Job A →
From the wedding episode recap, extract the part that opens with the words containing "Previously – PINK!" and closes with "you wish for.".
Job B →
Answer these questions using the wedding episode recap.
(i) What is the episode's original airdate?
(ii) Whose recap told the writer about last week's installment?
(iii) How long did the recaps of last week and the previews of this evening last?
Job C →
Proceed with the wedding episode recap, writing on from its last sentence.

Passage to read →

Trista & Ryan's Wedding - Episode 2 Summary

'Stag & Deer in Headlights Parties' By AMAI
Original Airdate: December 3, 2003

Previously – PINK! I didn’t even watch last week’s installment, but thanks to Bebo’s recap, I know all about the Pink. I wouldn’t bet against Trista having asked him to at least consider a pink tux, but Ryan must be putting his foot down on that one.

After three minutes of the recraps of last week and the precraps of what’s coming up this evening, I’m ready to watch and recap the doings at a public toilet. The sad fact of the matter is, I asked for this. I don’t mean just that I asked to recap this episode, but that I asked for a romance reality TV wedding. Yeah, blame me. (I’m Canadian too.) I was whining about the lack of nuptials after all the kissing, panting, tough decisions and hard choices. It’s a truism because it’s true. Be CAREFUL what you wish for.

Data items:
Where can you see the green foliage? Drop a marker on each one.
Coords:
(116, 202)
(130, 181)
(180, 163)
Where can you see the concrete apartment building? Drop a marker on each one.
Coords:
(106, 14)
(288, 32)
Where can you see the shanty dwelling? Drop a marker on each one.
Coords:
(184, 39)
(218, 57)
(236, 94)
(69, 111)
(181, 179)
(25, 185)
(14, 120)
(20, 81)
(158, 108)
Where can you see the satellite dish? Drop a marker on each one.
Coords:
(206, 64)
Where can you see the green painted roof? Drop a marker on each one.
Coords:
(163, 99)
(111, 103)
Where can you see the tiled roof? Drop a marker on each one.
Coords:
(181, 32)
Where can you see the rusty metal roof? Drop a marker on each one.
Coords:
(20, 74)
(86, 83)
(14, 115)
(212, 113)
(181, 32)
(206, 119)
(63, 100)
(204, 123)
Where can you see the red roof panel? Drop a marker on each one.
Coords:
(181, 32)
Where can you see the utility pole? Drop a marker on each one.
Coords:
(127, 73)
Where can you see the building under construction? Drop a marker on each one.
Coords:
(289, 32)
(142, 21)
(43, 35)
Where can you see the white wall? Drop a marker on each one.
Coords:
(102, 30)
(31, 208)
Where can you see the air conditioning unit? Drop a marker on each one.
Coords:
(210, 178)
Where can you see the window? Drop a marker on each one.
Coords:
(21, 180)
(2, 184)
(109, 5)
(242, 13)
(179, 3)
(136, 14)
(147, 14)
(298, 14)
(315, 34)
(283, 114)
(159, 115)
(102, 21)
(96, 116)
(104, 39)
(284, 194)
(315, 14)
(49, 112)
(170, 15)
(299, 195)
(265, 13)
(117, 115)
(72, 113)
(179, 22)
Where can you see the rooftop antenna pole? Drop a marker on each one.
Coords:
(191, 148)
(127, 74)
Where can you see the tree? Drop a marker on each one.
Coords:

Result A →
Previously – PINK! I didn’t even watch last week’s installment, but thanks to Bebo’s recap, I know all about the Pink. I wouldn’t bet against Trista having asked him to at least consider a pink tux, but Ryan must be putting his foot down on that one.

After three minutes of the recraps of last week and the precraps of what’s coming up this evening, I’m ready to watch and recap the doings at a public toilet. The sad fact of the matter is, I asked for this. I don’t mean just that I asked to recap this episode, but that I asked for a romance reality TV wedding. Yeah, blame me. (I’m Canadian too.) I was whining about the lack of nuptials after all the kissing, panting, tough decisions and hard choices. It’s a truism because it’s true. Be CAREFUL what you wish for.

Result B →
(i) December 3, 2003
(ii) Bebo's
(iii) Three minutes

Result C →
So, tonight is Party Night for Trista & Ryan. First up, a Couples Shower, so their TV friends can give them toasters and toaster ovens, china and lingerie from product-placing, department store sponsoring stores like Zellars and Wal-Mart. Also tonight are separate yet simultaneous bachelor and bachelorette parties. Unbelievable. I mean these two? Of all people these two are the last two people on Earth who need to experience more singles. Isn't that what those meat-market shows they were on were all about? Okay, so Ryan didn’t get to choose from a bevy of brain-dead bimbos, but he did slobber over Trista when she was on Bachelor Season 1, and then signed up to try to win her hand. He chose his bimbo, sweated it out waiting for her to choose him back and she did. Can they move on already?

Enough chit-chat, on with the shlock to which we were subjected.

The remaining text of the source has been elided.